— Task —
Keeping every character as it is, transcribe the entries below.

=-=-=

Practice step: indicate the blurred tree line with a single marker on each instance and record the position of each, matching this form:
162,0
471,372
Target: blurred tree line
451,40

=-=-=

— Expected answer —
Practice step: indicate the blurred tree line with a single marker on each instance and record the position of each, matching this form:
162,0
471,372
Target: blurred tree line
451,40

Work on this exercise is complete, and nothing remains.